##### Given records

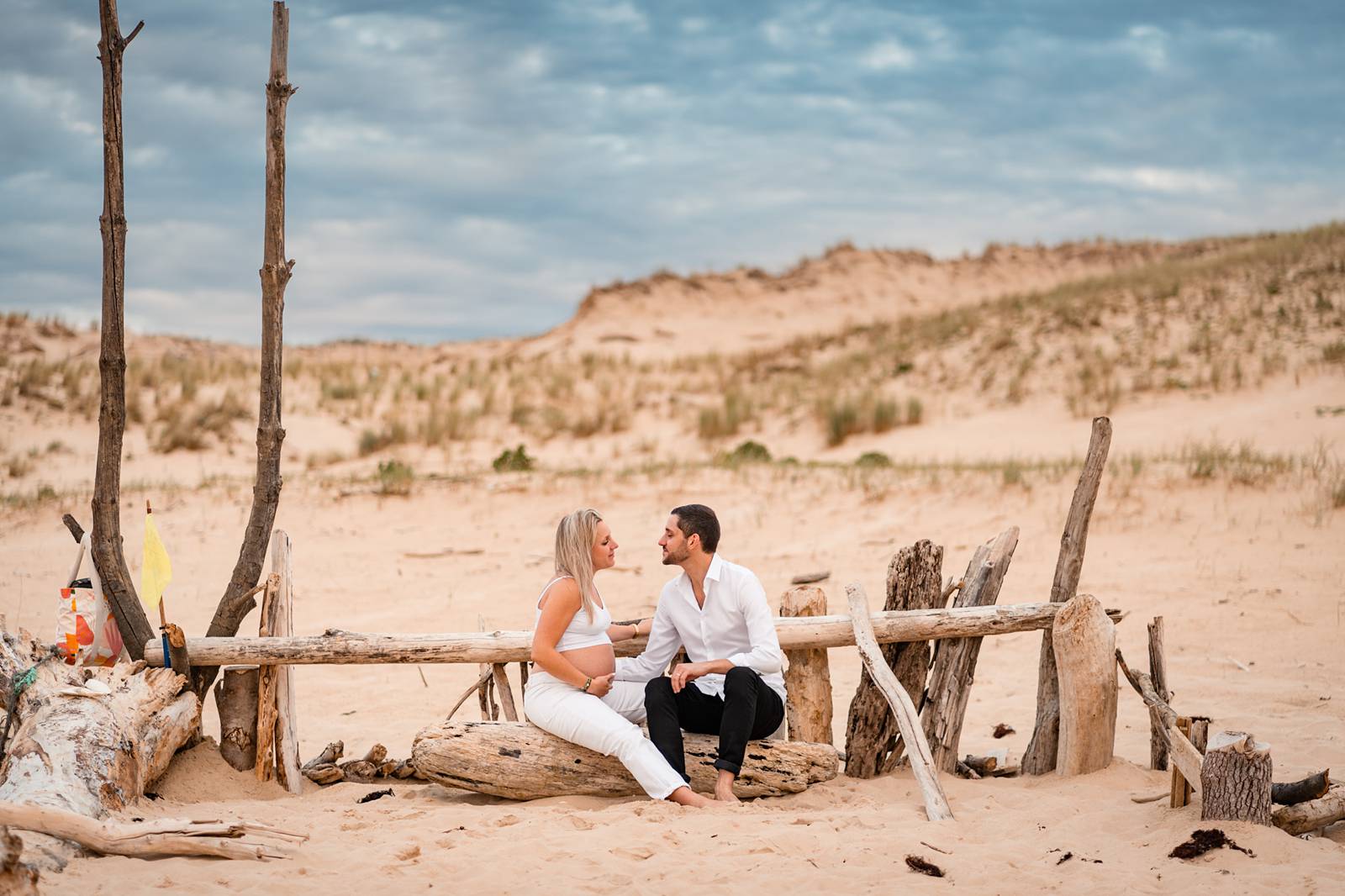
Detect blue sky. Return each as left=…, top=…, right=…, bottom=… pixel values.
left=0, top=0, right=1345, bottom=343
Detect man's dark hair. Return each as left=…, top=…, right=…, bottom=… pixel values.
left=672, top=504, right=720, bottom=554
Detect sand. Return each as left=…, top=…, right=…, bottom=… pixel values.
left=0, top=234, right=1345, bottom=896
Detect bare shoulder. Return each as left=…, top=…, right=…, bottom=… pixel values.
left=538, top=578, right=583, bottom=611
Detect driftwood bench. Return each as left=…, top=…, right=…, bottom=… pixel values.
left=410, top=721, right=841, bottom=799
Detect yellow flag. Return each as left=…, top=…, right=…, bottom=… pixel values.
left=140, top=513, right=172, bottom=609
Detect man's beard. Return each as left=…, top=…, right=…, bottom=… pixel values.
left=663, top=547, right=691, bottom=567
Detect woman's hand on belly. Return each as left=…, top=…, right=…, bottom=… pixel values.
left=561, top=645, right=616, bottom=678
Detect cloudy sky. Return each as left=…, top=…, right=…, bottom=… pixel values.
left=0, top=0, right=1345, bottom=342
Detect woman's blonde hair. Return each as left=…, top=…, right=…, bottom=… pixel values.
left=556, top=507, right=603, bottom=621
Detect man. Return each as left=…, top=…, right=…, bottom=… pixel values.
left=616, top=504, right=784, bottom=804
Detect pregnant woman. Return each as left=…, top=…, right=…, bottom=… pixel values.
left=523, top=509, right=715, bottom=807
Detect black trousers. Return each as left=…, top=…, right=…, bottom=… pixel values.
left=644, top=666, right=784, bottom=782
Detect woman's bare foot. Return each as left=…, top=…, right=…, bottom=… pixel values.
left=715, top=768, right=741, bottom=804
left=668, top=787, right=715, bottom=809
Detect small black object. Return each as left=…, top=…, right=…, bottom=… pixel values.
left=906, top=856, right=943, bottom=878
left=1168, top=827, right=1256, bottom=858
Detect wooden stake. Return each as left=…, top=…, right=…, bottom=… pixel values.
left=844, top=540, right=946, bottom=777
left=193, top=3, right=294, bottom=697
left=257, top=573, right=280, bottom=780
left=1052, top=594, right=1116, bottom=775
left=491, top=663, right=518, bottom=721
left=1116, top=650, right=1201, bottom=780
left=267, top=529, right=304, bottom=793
left=215, top=666, right=261, bottom=771
left=780, top=585, right=831, bottom=744
left=1148, top=616, right=1172, bottom=771
left=1022, top=417, right=1111, bottom=775
left=90, top=0, right=155, bottom=656
left=921, top=526, right=1016, bottom=772
left=845, top=582, right=952, bottom=820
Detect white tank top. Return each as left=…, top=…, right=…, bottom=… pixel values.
left=533, top=576, right=612, bottom=654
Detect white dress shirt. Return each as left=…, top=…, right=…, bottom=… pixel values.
left=616, top=554, right=784, bottom=699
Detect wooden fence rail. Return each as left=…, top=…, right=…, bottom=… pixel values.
left=145, top=604, right=1121, bottom=666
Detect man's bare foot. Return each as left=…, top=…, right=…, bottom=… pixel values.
left=668, top=787, right=715, bottom=809
left=715, top=768, right=741, bottom=804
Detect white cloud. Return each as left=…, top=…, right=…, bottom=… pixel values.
left=565, top=0, right=650, bottom=32
left=1083, top=166, right=1235, bottom=193
left=859, top=39, right=916, bottom=71
left=1125, top=25, right=1168, bottom=71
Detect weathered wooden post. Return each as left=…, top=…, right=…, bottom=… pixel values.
left=1148, top=616, right=1172, bottom=771
left=921, top=526, right=1016, bottom=772
left=1022, top=417, right=1111, bottom=775
left=1200, top=730, right=1271, bottom=825
left=193, top=3, right=296, bottom=698
left=1051, top=594, right=1116, bottom=775
left=845, top=540, right=944, bottom=777
left=845, top=582, right=952, bottom=820
left=780, top=585, right=831, bottom=744
left=215, top=666, right=261, bottom=771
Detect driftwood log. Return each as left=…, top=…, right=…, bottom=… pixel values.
left=844, top=540, right=943, bottom=777
left=780, top=585, right=831, bottom=744
left=921, top=526, right=1018, bottom=772
left=1148, top=616, right=1172, bottom=771
left=1269, top=768, right=1332, bottom=806
left=1022, top=417, right=1111, bottom=775
left=215, top=666, right=261, bottom=771
left=410, top=723, right=839, bottom=799
left=1271, top=784, right=1345, bottom=835
left=1200, top=730, right=1273, bottom=825
left=0, top=632, right=200, bottom=867
left=144, top=604, right=1121, bottom=666
left=0, top=804, right=308, bottom=858
left=1051, top=594, right=1116, bottom=775
left=192, top=3, right=294, bottom=698
left=90, top=0, right=154, bottom=665
left=0, top=825, right=39, bottom=896
left=845, top=582, right=952, bottom=820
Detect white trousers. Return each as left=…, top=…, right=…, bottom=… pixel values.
left=523, top=668, right=686, bottom=799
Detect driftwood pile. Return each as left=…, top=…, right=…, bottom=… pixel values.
left=301, top=740, right=424, bottom=784
left=410, top=721, right=839, bottom=799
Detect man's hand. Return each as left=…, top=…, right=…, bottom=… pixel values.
left=585, top=672, right=616, bottom=698
left=671, top=663, right=715, bottom=694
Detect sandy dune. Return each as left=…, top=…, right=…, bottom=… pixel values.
left=0, top=227, right=1345, bottom=894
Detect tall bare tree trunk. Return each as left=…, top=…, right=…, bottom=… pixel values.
left=92, top=0, right=155, bottom=659
left=193, top=3, right=296, bottom=698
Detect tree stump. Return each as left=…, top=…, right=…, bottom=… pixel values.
left=1051, top=594, right=1119, bottom=769
left=1200, top=730, right=1273, bottom=825
left=845, top=540, right=943, bottom=777
left=215, top=666, right=261, bottom=771
left=780, top=585, right=831, bottom=744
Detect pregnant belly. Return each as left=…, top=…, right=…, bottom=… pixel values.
left=561, top=645, right=616, bottom=678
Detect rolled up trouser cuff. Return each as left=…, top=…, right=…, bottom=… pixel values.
left=709, top=759, right=742, bottom=780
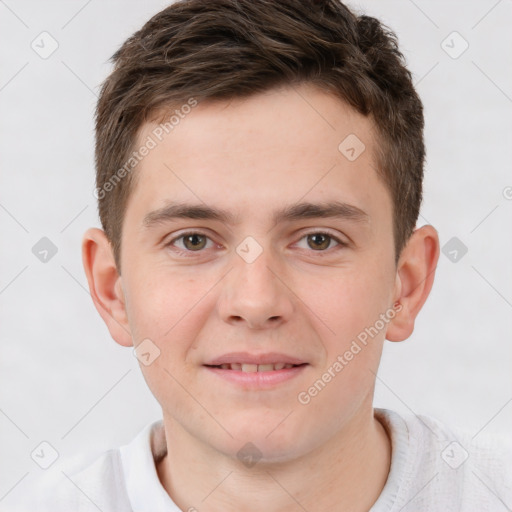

##########

● **Work required**
Reproduce all the lines of the data above word for word, omitting the pictures.

● **Written answer**
Detect blue sky. Return each as left=…, top=…, right=…, bottom=… pixel values.
left=0, top=0, right=1345, bottom=343
Detect man's dark hair. Return each as left=…, top=…, right=…, bottom=… pixel values.
left=672, top=504, right=720, bottom=554
Detect sand. Return each as left=…, top=…, right=…, bottom=… pixel values.
left=0, top=234, right=1345, bottom=896
Detect bare shoulder. Return each as left=…, top=…, right=…, bottom=… pixel values.
left=538, top=578, right=583, bottom=611
Detect driftwood bench. Return each as left=…, top=…, right=…, bottom=… pixel values.
left=410, top=721, right=841, bottom=799
Detect yellow flag. Return each as left=…, top=…, right=…, bottom=… pixel values.
left=140, top=513, right=172, bottom=609
Detect man's beard. Return each as left=…, top=…, right=…, bottom=… pixel values.
left=663, top=547, right=691, bottom=567
Detect woman's hand on belly. Return each as left=…, top=…, right=…, bottom=… pixel values.
left=561, top=645, right=616, bottom=678
Detect cloudy sky. Return each as left=…, top=…, right=…, bottom=… pixel values.
left=0, top=0, right=1345, bottom=342
Detect woman's blonde hair. Return each as left=…, top=…, right=…, bottom=… pixel values.
left=556, top=507, right=603, bottom=621
Detect man. Return each as left=…, top=…, right=…, bottom=… pixel values.
left=616, top=504, right=784, bottom=804
Detect pregnant woman. Return each as left=…, top=…, right=…, bottom=… pixel values.
left=523, top=509, right=715, bottom=807
Detect black trousers. Return each as left=…, top=…, right=…, bottom=… pixel values.
left=644, top=666, right=784, bottom=782
Detect woman's bare foot. Return each as left=…, top=…, right=…, bottom=… pixel values.
left=715, top=768, right=741, bottom=804
left=668, top=787, right=715, bottom=809
Detect small black object. Return each as left=…, top=…, right=…, bottom=… pixel values.
left=906, top=856, right=943, bottom=878
left=1168, top=827, right=1256, bottom=858
Detect wooden stake. Return each as left=…, top=…, right=…, bottom=… pixel values.
left=844, top=540, right=946, bottom=777
left=193, top=3, right=294, bottom=697
left=257, top=573, right=280, bottom=780
left=1052, top=594, right=1116, bottom=775
left=491, top=663, right=518, bottom=721
left=1116, top=650, right=1201, bottom=780
left=267, top=529, right=304, bottom=793
left=215, top=666, right=261, bottom=771
left=780, top=585, right=831, bottom=744
left=1148, top=616, right=1172, bottom=771
left=1022, top=417, right=1111, bottom=775
left=90, top=0, right=155, bottom=656
left=921, top=526, right=1016, bottom=772
left=845, top=582, right=952, bottom=820
Detect white tank top. Return each as left=…, top=…, right=…, bottom=… pixel values.
left=533, top=576, right=612, bottom=654
Detect white dress shirt. Return each as left=…, top=…, right=…, bottom=… pixel values.
left=616, top=554, right=784, bottom=699
Detect wooden fence rail. Return each as left=…, top=…, right=…, bottom=… pixel values.
left=145, top=604, right=1121, bottom=666
Detect man's bare foot. Return each as left=…, top=…, right=…, bottom=… pixel values.
left=668, top=787, right=715, bottom=809
left=715, top=768, right=741, bottom=804
Detect white cloud. Return each as left=…, top=…, right=…, bottom=… pixel values.
left=565, top=0, right=650, bottom=32
left=1083, top=166, right=1235, bottom=193
left=859, top=39, right=916, bottom=71
left=1125, top=25, right=1168, bottom=71
Detect weathered wooden post. Return each as left=…, top=…, right=…, bottom=… pixel values.
left=1148, top=616, right=1172, bottom=771
left=921, top=526, right=1016, bottom=772
left=1022, top=417, right=1111, bottom=775
left=1200, top=730, right=1271, bottom=825
left=193, top=3, right=296, bottom=698
left=1051, top=594, right=1116, bottom=775
left=845, top=540, right=944, bottom=777
left=845, top=582, right=952, bottom=820
left=780, top=585, right=831, bottom=744
left=215, top=666, right=261, bottom=771
Detect driftwood log. Return each as left=…, top=…, right=…, bottom=… pixel values.
left=844, top=540, right=943, bottom=777
left=780, top=585, right=831, bottom=744
left=921, top=526, right=1018, bottom=772
left=1148, top=616, right=1172, bottom=771
left=1269, top=768, right=1332, bottom=806
left=1022, top=417, right=1111, bottom=775
left=215, top=666, right=261, bottom=771
left=410, top=723, right=839, bottom=799
left=1271, top=784, right=1345, bottom=835
left=1200, top=730, right=1273, bottom=825
left=0, top=632, right=200, bottom=867
left=144, top=604, right=1121, bottom=666
left=0, top=804, right=308, bottom=858
left=1051, top=594, right=1116, bottom=775
left=192, top=3, right=294, bottom=698
left=90, top=0, right=154, bottom=665
left=0, top=825, right=39, bottom=896
left=845, top=582, right=952, bottom=820
Detect white trousers. Return each as left=…, top=…, right=…, bottom=… pixel values.
left=523, top=668, right=686, bottom=799
Detect driftwood pile. Return each as left=…, top=…, right=…, bottom=… pixel values.
left=301, top=740, right=424, bottom=784
left=410, top=721, right=839, bottom=799
Detect man's hand. Return each as left=…, top=…, right=…, bottom=… pixel values.
left=585, top=672, right=616, bottom=698
left=671, top=663, right=715, bottom=694
Detect sandy dune. Return each as left=…, top=…, right=…, bottom=… pixel values.
left=0, top=227, right=1345, bottom=894
Detect tall bare tree trunk. Return each as left=…, top=…, right=…, bottom=… pixel values.
left=92, top=0, right=155, bottom=659
left=193, top=3, right=296, bottom=698
Detect tree stump. Return each as left=…, top=…, right=…, bottom=… pixel values.
left=1051, top=594, right=1119, bottom=769
left=1200, top=730, right=1273, bottom=825
left=845, top=540, right=943, bottom=777
left=215, top=666, right=261, bottom=771
left=780, top=585, right=831, bottom=744
Detect pregnant belly. Return each as left=…, top=…, right=…, bottom=… pixel values.
left=561, top=645, right=616, bottom=678
Detect rolled up trouser cuff. Return each as left=…, top=…, right=…, bottom=… pixel values.
left=709, top=759, right=742, bottom=780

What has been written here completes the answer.